Tasks for this exercise:
- 1) Reproduce the part of the maximum subarray page that starts with the words "For example, given" and finishes with "for(int i=1;i<nums.size();i++)".
- 2) In the divide-and-conquer solution on the maximum subarray page, how does the helper work out the value to return for a range with more than one element?
- 3) In the example on the maximum subarray page, which contiguous subarray has the largest sum?

#Maximum Subarray ##Problem: Find the contiguous subarray within an array (containing at least one number) which has the largest sum.
For example, given the array [−2,1,−3,4,−1,2,1,−5,4],
the contiguous subarray [4,−1,2,1] has the largest sum = 6.
##Idea:
1.Kadane's Algorithm
class Solution {
public:
int maxSubArray(vector<int>& nums) {
int maxEndingHere=nums[0];
int maxSum=nums[0];
for(int i=1;i<nums.size();i++)
{
maxEndingHere=max(nums[i],maxEndingHere+nums[i]);
maxSum=max(maxSum,maxEndingHere);
}
return maxSum;
}
};2.Divide and Conquer
class Solution {
public:
int maxSubArray(vector<int>& nums) {
if(nums.empty()) return 0;
else return helper(nums,0,nums.size());
}
private:
int helper(vector<int>& nums,int left,int right)
{
if(right-left>1)
{
int mid=(left+right)/2;
int leftMax=helper(nums,left,mid);
int rightMax=helper(nums,mid,right);
int toLeft=nums[mid-1];
int leftPart=nums[mid-1];
int toRight=nums[mid];
int rightPart=nums[mid];
for(int i=mid-2;i>=left;i--)
{
toLeft += nums[i];
if(toLeft>leftPart) leftPart=toLeft;
}
for(int i=mid+1;i<right;i++)
{
toRight += nums[i];
if(toRight>rightPart) rightPart=toRight;
}
int maxSum=max(leftMax,rightMax);
maxSum=max(maxSum,leftPart+rightPart);
return maxSum;
}
else
{
return nums[left];
}
}
};

(Stored items)
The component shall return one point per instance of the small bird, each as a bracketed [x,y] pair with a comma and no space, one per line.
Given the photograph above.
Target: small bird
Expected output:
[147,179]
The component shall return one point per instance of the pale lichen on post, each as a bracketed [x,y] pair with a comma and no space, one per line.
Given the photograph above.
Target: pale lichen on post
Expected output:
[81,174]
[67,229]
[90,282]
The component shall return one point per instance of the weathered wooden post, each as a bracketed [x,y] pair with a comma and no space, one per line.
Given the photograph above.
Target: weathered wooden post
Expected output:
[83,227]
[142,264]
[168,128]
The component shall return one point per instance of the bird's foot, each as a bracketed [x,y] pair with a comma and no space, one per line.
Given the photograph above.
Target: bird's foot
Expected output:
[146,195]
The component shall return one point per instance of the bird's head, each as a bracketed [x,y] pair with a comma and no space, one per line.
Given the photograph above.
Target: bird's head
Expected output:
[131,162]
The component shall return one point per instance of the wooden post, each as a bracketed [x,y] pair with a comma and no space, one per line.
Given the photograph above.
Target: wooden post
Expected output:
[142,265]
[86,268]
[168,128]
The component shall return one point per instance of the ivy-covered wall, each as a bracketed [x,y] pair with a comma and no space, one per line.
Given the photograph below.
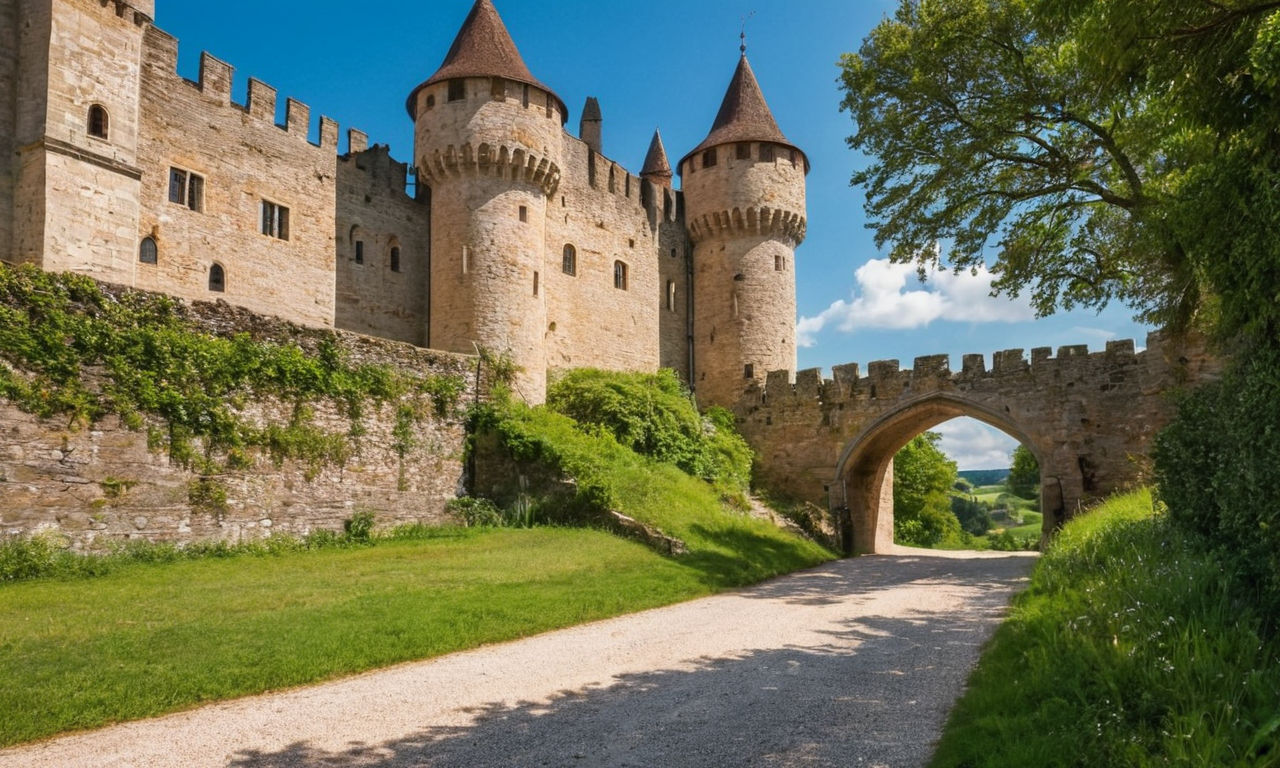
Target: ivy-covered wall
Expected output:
[127,415]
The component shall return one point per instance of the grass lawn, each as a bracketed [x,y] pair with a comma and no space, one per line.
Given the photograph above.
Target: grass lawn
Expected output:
[1132,647]
[149,639]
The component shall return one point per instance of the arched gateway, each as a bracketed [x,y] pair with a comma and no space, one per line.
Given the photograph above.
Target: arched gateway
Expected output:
[1088,419]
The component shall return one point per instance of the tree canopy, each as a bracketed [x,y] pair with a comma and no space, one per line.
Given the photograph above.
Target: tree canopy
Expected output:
[1084,151]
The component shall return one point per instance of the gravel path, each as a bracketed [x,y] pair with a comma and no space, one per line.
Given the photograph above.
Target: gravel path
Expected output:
[853,663]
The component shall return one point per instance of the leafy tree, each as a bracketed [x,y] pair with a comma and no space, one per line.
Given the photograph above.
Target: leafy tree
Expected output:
[1024,475]
[922,479]
[1072,144]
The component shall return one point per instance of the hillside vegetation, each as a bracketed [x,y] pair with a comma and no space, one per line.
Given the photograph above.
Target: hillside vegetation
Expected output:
[1132,647]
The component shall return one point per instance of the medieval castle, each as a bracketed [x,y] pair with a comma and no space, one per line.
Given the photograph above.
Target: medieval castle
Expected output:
[519,238]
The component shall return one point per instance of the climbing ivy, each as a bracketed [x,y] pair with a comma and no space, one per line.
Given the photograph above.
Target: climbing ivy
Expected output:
[71,350]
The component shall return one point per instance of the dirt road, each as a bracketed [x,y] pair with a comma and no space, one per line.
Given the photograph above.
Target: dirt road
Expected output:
[854,663]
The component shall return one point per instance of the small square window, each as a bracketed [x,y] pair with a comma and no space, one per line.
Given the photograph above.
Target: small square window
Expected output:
[275,220]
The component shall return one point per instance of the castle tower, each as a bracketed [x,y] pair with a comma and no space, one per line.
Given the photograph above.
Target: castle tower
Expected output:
[71,179]
[745,209]
[488,145]
[657,168]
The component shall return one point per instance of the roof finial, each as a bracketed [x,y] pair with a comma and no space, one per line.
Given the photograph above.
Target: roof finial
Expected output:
[746,18]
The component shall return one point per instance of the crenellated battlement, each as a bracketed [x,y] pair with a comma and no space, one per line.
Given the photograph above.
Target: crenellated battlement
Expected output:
[215,82]
[487,160]
[886,379]
[764,222]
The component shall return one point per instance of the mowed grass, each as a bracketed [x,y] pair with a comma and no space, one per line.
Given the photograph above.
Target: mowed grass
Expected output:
[1132,647]
[150,639]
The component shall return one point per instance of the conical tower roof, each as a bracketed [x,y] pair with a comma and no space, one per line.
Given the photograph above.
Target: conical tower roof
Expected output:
[484,49]
[744,115]
[656,161]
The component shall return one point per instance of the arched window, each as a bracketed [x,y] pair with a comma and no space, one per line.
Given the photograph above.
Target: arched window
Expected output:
[99,122]
[570,263]
[216,278]
[147,251]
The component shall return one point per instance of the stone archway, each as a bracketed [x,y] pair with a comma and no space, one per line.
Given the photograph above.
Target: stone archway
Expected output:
[864,479]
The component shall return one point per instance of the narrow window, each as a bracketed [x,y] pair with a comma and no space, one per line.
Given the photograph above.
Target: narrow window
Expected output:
[216,278]
[187,188]
[147,251]
[275,220]
[99,122]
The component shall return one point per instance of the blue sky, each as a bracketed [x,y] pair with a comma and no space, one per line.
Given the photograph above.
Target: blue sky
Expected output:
[659,64]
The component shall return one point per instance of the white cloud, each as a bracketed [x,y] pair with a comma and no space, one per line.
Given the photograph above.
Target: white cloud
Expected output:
[976,446]
[881,300]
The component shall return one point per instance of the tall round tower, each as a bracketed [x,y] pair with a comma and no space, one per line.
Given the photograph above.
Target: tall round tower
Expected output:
[745,209]
[488,145]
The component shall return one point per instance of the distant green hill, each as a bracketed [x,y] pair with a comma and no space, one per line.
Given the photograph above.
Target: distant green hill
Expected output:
[984,476]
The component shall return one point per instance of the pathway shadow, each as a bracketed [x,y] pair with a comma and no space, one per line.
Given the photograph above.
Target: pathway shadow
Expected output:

Replies:
- 1)
For example, given the array [−2,1,−3,4,−1,2,1,−5,4],
the contiguous subarray [4,−1,2,1] has the largest sum = 6.
##Idea:
1.Kadane's Algorithm
class Solution {
public:
int maxSubArray(vector<int>& nums) {
int maxEndingHere=nums[0];
int maxSum=nums[0];
for(int i=1;i<nums.size();i++)

- 2) It splits the range at mid and recursively finds the best sum in the left half and in the right half. It then builds the best sum that crosses the middle by adding the largest sum ending at nums[mid-1] to the largest sum starting at nums[mid]. It returns the largest of these three values.

- 3) [4,−1,2,1], with a sum of 6.